**Supplied entries**
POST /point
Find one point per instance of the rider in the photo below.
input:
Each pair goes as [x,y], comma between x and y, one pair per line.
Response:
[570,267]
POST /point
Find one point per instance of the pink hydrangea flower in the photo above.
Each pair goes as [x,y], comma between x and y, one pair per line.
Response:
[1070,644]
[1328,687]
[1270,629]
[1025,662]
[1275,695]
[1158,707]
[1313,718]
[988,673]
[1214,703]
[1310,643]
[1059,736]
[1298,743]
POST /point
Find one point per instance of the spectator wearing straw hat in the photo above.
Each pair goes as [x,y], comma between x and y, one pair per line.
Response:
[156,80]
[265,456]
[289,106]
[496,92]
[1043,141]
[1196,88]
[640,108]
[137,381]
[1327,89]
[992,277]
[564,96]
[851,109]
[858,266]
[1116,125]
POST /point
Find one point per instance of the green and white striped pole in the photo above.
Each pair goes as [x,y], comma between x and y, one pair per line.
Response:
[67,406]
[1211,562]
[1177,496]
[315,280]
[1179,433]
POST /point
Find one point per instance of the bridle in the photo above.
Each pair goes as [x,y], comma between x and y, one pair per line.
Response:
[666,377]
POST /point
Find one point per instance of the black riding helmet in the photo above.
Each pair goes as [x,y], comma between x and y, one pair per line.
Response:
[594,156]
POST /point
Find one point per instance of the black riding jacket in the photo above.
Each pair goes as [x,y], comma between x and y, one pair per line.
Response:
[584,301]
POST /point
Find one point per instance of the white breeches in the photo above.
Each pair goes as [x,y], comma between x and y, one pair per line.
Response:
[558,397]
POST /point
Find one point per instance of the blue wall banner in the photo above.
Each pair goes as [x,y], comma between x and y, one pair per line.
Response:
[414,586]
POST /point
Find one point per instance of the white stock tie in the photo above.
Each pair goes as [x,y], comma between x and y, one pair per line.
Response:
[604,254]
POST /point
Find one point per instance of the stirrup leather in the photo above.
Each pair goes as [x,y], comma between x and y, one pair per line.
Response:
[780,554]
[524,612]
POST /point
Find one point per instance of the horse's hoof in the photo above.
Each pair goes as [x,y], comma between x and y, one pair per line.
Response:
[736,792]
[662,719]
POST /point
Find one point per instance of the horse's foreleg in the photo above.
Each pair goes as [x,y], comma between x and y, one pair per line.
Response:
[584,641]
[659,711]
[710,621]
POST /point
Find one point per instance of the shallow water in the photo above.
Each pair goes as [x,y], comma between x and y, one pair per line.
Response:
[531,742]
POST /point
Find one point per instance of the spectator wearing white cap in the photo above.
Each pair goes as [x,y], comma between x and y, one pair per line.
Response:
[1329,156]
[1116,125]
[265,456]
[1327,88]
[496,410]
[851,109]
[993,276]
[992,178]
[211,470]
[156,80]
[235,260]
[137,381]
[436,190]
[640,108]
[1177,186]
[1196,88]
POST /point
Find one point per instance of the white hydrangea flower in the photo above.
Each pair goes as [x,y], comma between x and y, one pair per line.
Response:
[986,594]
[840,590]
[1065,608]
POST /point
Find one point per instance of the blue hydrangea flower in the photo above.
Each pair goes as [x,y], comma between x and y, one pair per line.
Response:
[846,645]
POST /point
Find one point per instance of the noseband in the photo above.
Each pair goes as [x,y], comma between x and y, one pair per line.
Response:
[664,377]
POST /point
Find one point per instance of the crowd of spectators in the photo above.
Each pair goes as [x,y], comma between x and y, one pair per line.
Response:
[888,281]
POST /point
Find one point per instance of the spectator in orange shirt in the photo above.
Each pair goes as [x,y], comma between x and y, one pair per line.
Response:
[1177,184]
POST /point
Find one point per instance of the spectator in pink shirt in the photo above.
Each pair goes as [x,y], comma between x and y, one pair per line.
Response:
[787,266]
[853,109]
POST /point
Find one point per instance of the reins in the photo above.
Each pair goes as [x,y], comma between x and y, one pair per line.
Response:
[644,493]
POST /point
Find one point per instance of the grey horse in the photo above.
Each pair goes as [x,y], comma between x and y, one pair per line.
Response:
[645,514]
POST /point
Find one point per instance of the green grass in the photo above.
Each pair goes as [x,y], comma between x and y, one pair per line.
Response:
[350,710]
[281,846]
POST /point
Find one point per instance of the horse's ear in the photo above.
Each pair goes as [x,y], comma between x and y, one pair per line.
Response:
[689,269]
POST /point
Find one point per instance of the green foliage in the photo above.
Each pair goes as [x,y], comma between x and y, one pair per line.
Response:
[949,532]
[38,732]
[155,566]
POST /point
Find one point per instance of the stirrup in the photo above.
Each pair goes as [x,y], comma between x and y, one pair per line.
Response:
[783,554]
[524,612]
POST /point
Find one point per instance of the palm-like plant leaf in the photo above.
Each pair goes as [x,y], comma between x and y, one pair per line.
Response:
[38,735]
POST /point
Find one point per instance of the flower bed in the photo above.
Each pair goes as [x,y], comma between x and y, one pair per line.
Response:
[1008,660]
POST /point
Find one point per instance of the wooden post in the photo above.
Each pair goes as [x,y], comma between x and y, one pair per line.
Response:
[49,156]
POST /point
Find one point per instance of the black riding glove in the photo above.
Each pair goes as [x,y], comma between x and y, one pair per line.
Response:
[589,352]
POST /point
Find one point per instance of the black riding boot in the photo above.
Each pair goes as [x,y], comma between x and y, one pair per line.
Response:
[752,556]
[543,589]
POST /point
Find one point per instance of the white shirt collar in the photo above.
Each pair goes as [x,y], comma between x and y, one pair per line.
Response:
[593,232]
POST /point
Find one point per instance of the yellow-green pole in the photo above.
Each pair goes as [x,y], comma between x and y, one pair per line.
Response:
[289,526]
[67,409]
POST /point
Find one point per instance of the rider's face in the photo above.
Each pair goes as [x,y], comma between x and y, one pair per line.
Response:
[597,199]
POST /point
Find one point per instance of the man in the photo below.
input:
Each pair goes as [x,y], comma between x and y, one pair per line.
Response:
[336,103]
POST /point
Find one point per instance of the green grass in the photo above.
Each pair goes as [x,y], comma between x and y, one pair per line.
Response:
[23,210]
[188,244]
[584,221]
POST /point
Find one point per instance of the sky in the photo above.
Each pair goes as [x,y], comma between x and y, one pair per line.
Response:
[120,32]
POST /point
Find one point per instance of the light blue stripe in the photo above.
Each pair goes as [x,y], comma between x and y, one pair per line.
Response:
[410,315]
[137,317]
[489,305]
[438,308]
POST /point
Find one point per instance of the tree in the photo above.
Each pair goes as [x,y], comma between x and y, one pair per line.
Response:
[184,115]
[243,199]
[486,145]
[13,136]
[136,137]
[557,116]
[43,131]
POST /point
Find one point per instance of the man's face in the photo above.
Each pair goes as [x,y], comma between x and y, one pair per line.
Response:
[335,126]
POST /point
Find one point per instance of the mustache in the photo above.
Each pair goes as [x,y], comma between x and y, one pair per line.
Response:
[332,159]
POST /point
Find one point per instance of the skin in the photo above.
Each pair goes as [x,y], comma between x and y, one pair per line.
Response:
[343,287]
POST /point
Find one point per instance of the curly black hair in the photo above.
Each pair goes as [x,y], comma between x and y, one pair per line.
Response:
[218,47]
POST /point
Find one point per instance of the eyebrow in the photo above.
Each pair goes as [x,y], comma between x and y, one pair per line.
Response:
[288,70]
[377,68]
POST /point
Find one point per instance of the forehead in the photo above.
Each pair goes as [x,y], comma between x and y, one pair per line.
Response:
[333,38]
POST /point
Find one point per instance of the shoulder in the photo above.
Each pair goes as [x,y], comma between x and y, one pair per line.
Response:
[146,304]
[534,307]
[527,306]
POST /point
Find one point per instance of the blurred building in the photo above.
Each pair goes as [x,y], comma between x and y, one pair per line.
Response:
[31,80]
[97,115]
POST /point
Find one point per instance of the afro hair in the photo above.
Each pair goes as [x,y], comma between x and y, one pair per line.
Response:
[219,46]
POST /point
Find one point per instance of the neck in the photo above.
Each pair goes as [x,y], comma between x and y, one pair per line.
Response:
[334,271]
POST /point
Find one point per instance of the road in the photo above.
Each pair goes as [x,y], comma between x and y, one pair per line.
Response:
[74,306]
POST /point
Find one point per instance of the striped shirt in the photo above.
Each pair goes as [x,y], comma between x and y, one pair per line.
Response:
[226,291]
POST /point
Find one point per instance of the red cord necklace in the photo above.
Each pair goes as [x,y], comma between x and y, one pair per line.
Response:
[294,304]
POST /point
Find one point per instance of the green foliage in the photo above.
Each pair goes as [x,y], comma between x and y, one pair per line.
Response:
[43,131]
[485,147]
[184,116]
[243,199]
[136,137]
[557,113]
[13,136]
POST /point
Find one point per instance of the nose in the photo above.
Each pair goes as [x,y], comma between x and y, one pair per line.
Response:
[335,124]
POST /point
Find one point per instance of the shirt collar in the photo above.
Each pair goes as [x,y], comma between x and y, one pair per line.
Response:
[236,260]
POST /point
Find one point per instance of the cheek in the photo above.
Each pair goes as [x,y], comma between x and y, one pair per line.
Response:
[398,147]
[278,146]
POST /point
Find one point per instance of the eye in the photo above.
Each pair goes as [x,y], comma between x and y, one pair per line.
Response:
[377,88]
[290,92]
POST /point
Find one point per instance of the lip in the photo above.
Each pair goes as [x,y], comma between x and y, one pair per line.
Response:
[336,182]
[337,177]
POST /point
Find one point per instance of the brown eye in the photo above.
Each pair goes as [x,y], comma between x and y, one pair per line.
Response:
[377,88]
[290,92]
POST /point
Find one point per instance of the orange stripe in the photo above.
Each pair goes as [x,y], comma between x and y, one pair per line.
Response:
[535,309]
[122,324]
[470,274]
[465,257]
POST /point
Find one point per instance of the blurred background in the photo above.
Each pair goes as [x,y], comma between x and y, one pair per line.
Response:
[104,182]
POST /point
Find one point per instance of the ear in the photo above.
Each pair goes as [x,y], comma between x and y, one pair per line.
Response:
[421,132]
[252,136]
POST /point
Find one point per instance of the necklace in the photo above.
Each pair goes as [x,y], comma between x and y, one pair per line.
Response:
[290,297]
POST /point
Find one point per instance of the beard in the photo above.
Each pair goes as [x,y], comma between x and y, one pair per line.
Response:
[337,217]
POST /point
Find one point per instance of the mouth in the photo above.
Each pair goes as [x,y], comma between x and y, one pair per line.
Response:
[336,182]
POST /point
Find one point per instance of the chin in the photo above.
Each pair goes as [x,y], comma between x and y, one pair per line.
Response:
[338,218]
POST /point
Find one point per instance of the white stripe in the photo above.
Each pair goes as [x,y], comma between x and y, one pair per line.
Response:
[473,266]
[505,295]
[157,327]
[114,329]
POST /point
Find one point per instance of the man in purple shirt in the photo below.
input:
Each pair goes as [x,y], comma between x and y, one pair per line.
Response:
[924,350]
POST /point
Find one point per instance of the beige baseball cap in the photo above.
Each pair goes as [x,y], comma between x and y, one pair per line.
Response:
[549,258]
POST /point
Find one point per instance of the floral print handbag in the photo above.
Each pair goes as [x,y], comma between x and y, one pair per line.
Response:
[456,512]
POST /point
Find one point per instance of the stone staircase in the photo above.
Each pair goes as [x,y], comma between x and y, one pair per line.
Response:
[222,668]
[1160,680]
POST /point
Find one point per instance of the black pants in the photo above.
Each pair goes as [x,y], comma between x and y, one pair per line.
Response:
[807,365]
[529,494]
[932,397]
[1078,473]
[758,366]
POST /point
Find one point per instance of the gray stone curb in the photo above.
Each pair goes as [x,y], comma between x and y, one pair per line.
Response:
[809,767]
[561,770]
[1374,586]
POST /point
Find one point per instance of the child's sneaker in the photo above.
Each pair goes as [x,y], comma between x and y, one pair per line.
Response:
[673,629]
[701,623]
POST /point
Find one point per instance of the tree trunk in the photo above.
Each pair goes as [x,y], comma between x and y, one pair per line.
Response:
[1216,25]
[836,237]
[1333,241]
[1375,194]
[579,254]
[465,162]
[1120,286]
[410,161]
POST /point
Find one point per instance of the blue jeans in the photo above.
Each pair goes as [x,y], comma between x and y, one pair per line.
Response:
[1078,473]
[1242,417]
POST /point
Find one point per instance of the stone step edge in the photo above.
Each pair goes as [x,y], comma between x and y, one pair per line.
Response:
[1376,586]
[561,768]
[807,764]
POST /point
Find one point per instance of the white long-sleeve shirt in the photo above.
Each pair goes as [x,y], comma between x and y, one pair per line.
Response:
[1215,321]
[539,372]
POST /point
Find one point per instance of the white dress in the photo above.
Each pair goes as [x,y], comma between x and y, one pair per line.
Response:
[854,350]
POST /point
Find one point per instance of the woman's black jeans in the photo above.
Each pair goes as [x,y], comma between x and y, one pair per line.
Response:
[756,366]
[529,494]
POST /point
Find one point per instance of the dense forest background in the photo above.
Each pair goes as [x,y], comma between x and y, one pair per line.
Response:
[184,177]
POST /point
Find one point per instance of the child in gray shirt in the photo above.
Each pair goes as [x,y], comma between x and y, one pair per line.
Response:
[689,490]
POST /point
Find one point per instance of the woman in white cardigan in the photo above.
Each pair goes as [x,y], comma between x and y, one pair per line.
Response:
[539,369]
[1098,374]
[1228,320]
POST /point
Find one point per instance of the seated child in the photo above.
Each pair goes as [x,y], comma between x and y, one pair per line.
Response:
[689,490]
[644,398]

**Problem statement**
Quote exactly the first line of the entries and every line after it, stopping with the line that contains "Find one point per instance of the horse's hoof".

**Answer to this exercise**
POST /point
Find one point per instance of the rider in the photo below.
input:
Each pair goes as [x,y], comma between x and y, one pair per line.
Response:
[570,267]
POST /point
Find one point per instance of the pink hydrangea flower in the photo above.
Each pair goes as [x,y], comma between x and y, one pair per line.
Response:
[1070,644]
[1328,687]
[1270,629]
[1025,662]
[1275,695]
[1158,707]
[1313,718]
[988,673]
[1214,703]
[1310,643]
[1059,736]
[1298,743]
POST /point
Find one point per instance of the spectator wearing straw hat in the photo above.
Each pair goes as [x,y], comma between x and y, one pair per line.
Response:
[156,80]
[265,456]
[289,106]
[496,92]
[1043,141]
[1196,88]
[640,108]
[137,381]
[1327,89]
[992,277]
[564,96]
[851,109]
[858,266]
[1116,125]
POST /point
Find one point per instance of the green and white striped pole in the photo above.
Each pair goes as [x,y], comma between x and y, one pair per line.
Response:
[67,406]
[1211,562]
[1177,496]
[315,280]
[1179,433]
POST /point
Find one point per instance of the bridle in the photo above.
Each pair goes as [x,y], comma between x and y, one pair per line.
Response:
[666,377]
POST /point
Find one point per instance of the black riding helmet in the photo above.
Each pair goes as [x,y], comma between x and y, one pair per line.
Response:
[594,156]
POST /point
Find one point per instance of the black riding jacket in the photo above.
Each pair goes as [x,y], comma between x and y, one pair per line.
Response:
[584,301]
POST /point
Find one point per instance of the white breeches in the photo above.
Each pair goes as [x,y], comma between x and y, one pair per line.
Response:
[558,397]
POST /point
Find one point per instance of the blue wall banner in the photo above.
Each pair goes as [x,y], comma between x and y, one pair per line.
Response:
[414,586]
POST /point
Find one point per instance of the white stock tie in the photo above.
Each pair goes as [x,y], comma between x and y, one pair per line.
Response:
[604,254]
POST /point
Find one point per instance of the stirrup leather in the photo above.
Each pair goes as [x,y], comma between x and y, one pair per line.
Response:
[780,554]
[524,612]
POST /point
Find one point per instance of the horse's hoof in the photo above.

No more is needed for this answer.